BEGIN

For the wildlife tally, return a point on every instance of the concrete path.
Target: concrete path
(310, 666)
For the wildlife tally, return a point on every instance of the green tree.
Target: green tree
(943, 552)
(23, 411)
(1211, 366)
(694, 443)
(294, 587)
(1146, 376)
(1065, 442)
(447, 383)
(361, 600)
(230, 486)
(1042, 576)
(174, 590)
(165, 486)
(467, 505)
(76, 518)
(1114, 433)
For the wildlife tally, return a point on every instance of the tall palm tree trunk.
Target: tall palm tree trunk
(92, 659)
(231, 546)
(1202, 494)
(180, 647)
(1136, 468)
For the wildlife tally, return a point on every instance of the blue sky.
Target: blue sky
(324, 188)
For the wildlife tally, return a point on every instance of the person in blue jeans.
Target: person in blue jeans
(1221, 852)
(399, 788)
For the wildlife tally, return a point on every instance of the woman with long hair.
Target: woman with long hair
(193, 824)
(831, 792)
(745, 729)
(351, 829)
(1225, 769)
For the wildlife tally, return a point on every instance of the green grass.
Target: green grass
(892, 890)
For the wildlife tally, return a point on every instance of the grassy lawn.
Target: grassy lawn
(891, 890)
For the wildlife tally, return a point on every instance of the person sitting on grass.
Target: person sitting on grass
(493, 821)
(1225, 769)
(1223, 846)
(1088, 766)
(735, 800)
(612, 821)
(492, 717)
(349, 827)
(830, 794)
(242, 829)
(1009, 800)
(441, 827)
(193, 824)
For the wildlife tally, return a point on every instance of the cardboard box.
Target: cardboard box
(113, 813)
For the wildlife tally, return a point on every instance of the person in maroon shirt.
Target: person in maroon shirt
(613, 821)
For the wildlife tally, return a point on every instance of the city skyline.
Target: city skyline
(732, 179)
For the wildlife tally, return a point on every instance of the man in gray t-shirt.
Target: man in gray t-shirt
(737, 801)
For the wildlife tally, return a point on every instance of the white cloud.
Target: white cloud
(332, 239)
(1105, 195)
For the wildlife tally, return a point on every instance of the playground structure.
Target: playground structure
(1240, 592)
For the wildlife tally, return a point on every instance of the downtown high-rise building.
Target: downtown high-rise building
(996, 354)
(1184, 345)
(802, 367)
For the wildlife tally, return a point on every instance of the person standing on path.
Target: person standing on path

END

Tell how many lines in the records above contain "standing", giving the number and no other words.

Solution for this exercise
2